-- start --
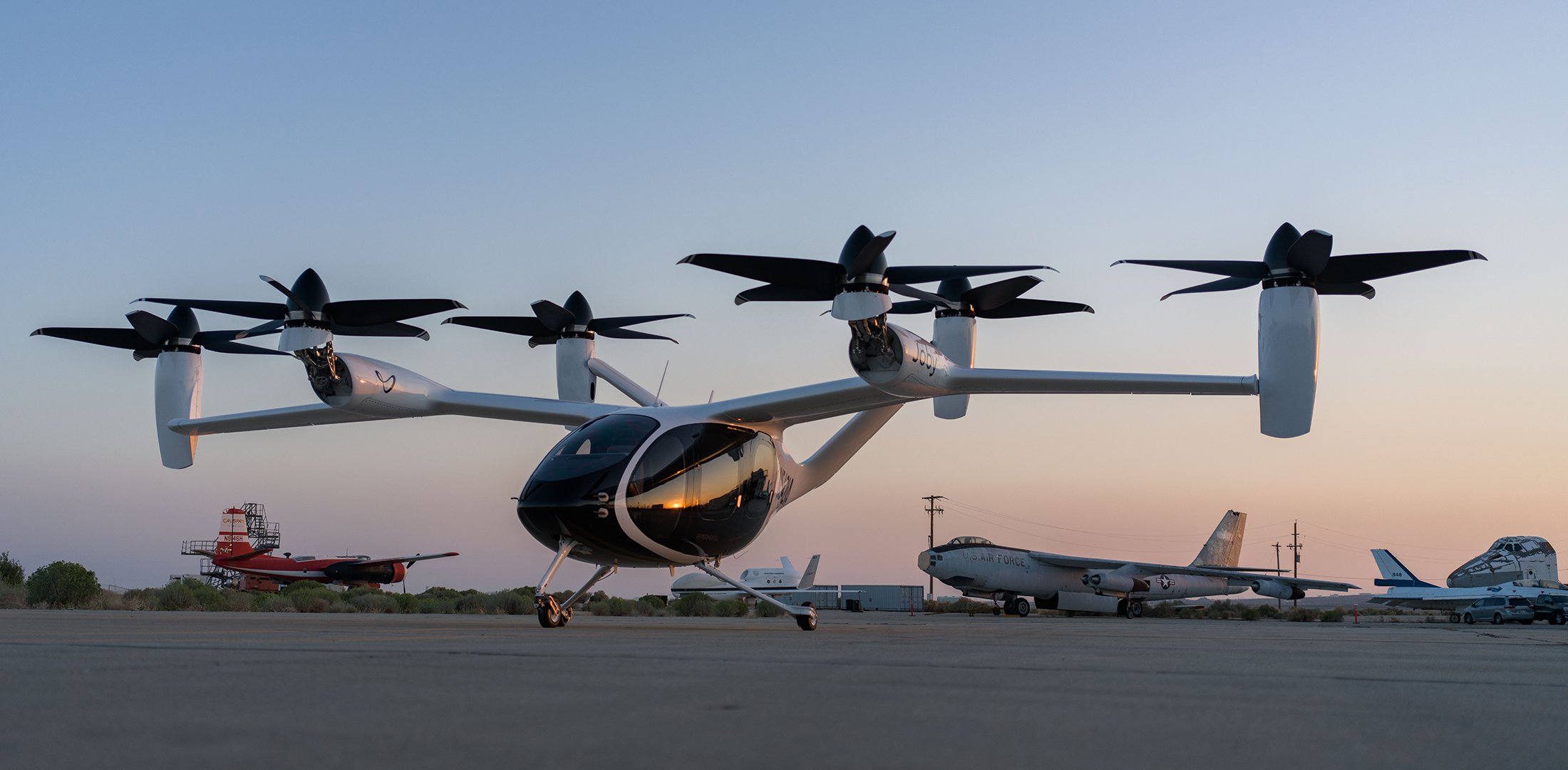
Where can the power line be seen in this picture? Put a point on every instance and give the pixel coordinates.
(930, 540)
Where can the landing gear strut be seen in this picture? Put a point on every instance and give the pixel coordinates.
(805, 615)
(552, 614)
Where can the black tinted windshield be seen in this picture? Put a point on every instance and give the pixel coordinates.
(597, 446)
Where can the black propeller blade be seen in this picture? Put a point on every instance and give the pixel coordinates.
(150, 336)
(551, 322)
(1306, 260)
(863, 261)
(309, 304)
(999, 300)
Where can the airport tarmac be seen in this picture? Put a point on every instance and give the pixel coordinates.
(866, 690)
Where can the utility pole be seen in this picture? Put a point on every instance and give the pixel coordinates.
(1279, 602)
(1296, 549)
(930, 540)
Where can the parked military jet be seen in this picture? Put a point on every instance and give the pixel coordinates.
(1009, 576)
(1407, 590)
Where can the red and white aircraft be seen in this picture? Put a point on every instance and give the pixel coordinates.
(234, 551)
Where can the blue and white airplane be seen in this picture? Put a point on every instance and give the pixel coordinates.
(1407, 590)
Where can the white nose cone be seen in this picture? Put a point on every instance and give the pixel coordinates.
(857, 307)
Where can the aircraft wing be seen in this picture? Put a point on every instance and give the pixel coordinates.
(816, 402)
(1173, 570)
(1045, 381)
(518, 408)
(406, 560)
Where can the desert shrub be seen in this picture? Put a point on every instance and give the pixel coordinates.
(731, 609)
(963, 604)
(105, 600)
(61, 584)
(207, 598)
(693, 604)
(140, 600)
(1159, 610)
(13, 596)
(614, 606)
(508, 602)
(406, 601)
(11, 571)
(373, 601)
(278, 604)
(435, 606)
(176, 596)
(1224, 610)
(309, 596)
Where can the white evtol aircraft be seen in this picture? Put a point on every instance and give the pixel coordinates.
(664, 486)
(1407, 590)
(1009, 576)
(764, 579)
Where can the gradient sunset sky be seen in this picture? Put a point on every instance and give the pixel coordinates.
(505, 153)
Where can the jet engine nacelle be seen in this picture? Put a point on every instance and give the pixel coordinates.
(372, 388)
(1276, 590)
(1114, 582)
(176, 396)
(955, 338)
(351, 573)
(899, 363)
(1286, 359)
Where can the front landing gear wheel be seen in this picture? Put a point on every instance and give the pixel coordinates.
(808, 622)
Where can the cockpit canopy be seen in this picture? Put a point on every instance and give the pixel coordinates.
-- end --
-- start --
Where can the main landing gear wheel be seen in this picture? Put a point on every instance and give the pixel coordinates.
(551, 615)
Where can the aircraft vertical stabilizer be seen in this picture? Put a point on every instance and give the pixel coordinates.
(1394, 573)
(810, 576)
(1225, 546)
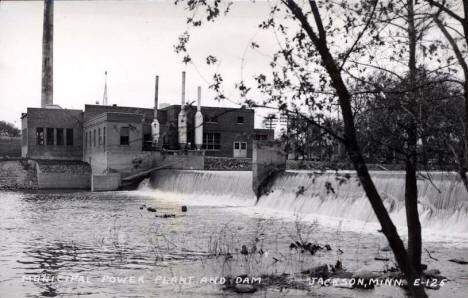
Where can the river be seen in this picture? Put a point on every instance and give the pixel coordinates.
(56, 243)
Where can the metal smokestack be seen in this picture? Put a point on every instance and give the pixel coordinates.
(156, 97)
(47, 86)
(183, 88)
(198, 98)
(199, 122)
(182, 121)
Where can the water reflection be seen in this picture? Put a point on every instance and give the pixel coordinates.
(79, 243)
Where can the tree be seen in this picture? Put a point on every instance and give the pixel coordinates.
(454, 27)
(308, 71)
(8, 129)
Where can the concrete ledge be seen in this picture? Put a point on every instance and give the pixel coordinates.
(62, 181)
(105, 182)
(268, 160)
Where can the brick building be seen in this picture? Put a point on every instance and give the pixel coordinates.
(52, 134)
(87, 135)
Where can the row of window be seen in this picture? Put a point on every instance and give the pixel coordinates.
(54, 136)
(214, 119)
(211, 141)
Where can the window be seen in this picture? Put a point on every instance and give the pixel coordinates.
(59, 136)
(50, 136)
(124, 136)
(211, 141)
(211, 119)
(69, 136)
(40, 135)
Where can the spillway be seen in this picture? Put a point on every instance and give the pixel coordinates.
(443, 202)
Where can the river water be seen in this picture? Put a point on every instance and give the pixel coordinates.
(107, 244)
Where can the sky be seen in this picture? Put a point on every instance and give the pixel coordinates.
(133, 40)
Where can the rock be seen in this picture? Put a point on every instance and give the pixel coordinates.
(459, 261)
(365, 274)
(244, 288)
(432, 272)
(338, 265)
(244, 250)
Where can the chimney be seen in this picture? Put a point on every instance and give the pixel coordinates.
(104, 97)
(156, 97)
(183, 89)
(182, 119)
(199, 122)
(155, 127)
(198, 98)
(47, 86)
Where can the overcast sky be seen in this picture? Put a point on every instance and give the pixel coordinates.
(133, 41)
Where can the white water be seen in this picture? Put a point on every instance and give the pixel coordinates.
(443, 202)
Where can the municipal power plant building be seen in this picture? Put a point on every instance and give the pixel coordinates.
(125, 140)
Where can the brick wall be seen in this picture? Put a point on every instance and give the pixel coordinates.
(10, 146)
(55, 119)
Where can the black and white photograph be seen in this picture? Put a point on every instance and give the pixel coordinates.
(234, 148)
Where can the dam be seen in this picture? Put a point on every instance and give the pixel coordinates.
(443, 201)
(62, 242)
-- end --
▶ **TASK DIRECTIONS**
How many lines in the listing above contain the word "window"? Reply with the number alone.

▶ **COMPLETE OUTPUT**
2